* **Einträge**:
-=-=-=-=-
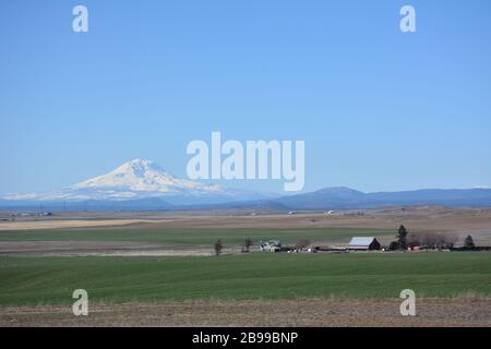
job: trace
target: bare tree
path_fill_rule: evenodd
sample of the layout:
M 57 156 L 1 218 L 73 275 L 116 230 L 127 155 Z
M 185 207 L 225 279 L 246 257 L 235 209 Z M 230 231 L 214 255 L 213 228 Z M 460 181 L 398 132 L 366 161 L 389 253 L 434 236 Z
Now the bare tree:
M 215 248 L 215 255 L 219 256 L 221 253 L 221 250 L 224 249 L 224 245 L 221 244 L 221 240 L 220 239 L 216 240 L 213 246 Z
M 297 250 L 303 250 L 306 249 L 308 245 L 310 245 L 310 241 L 307 239 L 298 239 L 297 242 L 295 243 L 295 248 Z
M 247 238 L 243 242 L 243 246 L 246 248 L 246 252 L 249 252 L 250 246 L 252 246 L 252 240 Z

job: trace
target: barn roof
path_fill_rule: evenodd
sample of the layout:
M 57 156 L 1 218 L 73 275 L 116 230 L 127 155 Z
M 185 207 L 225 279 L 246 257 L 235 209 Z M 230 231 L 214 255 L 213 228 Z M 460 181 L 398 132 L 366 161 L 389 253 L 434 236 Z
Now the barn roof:
M 348 246 L 349 248 L 361 248 L 361 246 L 369 246 L 373 240 L 375 240 L 375 238 L 373 237 L 366 237 L 366 238 L 360 238 L 360 237 L 355 237 L 351 238 L 351 241 L 349 241 Z

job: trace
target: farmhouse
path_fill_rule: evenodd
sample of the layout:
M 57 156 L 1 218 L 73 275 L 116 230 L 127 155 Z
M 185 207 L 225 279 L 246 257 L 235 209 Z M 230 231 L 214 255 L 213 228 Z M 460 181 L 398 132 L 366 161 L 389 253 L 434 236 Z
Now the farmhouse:
M 261 243 L 261 252 L 279 252 L 282 244 L 278 240 L 270 240 L 266 243 Z
M 347 250 L 351 251 L 374 251 L 380 250 L 380 242 L 373 237 L 367 238 L 351 238 L 349 241 Z

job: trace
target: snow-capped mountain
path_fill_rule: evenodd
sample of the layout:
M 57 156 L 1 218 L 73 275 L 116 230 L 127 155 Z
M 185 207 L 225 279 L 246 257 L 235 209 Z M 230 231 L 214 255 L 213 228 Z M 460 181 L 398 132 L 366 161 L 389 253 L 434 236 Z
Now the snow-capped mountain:
M 50 193 L 11 194 L 7 201 L 129 201 L 164 198 L 173 204 L 217 203 L 264 198 L 266 196 L 216 184 L 179 179 L 159 165 L 134 159 L 98 176 Z

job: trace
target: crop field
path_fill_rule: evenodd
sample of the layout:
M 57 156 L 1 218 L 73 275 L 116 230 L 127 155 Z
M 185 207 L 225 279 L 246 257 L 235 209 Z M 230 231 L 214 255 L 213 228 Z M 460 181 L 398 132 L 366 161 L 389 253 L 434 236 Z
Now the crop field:
M 395 230 L 356 228 L 104 228 L 0 231 L 0 241 L 137 241 L 163 245 L 212 245 L 217 239 L 240 245 L 246 238 L 256 243 L 278 239 L 295 243 L 299 238 L 312 242 L 347 242 L 354 234 L 394 236 Z
M 206 299 L 491 296 L 490 253 L 251 253 L 220 257 L 1 257 L 0 305 Z
M 491 326 L 489 252 L 258 252 L 267 240 L 386 245 L 399 224 L 490 241 L 483 213 L 431 215 L 25 218 L 0 229 L 0 326 Z M 100 226 L 72 226 L 80 219 Z M 88 292 L 89 316 L 73 315 L 75 289 Z M 400 316 L 404 289 L 416 292 L 414 318 Z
-=-=-=-=-
* **Aufgabenstellung**: Gib die Zeilen vom Anfang der Einträge bis einschließlich der Zeile mit "M 348 246 L" vollständig erneut aus und passe dabei jede Koordinate in den Lösungspfaden um +109 an. Lass die Bilder in der Ausgabe weg.

* **Lösung**:
job: trace
target: bare tree
path_fill_rule: evenodd
sample of the layout:
M 57 156 L 1 218 L 73 275 L 116 230 L 127 155 Z
M 185 207 L 225 279 L 246 257 L 235 209 Z M 230 231 L 214 255 L 213 228 Z M 460 181 L 398 132 L 366 161 L 389 253 L 434 236 Z
Now the bare tree:
M 324 357 L 324 364 L 328 365 L 330 362 L 330 359 L 333 358 L 333 354 L 330 353 L 330 349 L 329 348 L 325 349 L 322 355 Z
M 406 359 L 412 359 L 415 358 L 417 354 L 419 354 L 419 350 L 416 348 L 407 348 L 406 351 L 404 352 L 404 357 Z
M 356 347 L 352 351 L 352 355 L 355 357 L 355 361 L 358 361 L 359 355 L 361 355 L 361 349 Z

job: trace
target: barn roof
path_fill_rule: evenodd
sample of the layout:
M 57 156 L 1 218 L 73 275 L 116 230 L 127 155 Z
M 185 207 L 225 279 L 246 257 L 235 209 Z M 230 231 L 214 255 L 213 228 Z M 460 181 L 398 132 L 366 161 L 389 253 L 434 236 Z
Now the barn roof:
M 457 355 L 458 357 L 470 357 L 470 355 L 478 355 L 482 349 L 484 349 L 484 347 L 482 346 L 475 346 L 475 347 L 469 347 L 469 346 L 464 346 L 460 347 L 460 350 L 458 350 Z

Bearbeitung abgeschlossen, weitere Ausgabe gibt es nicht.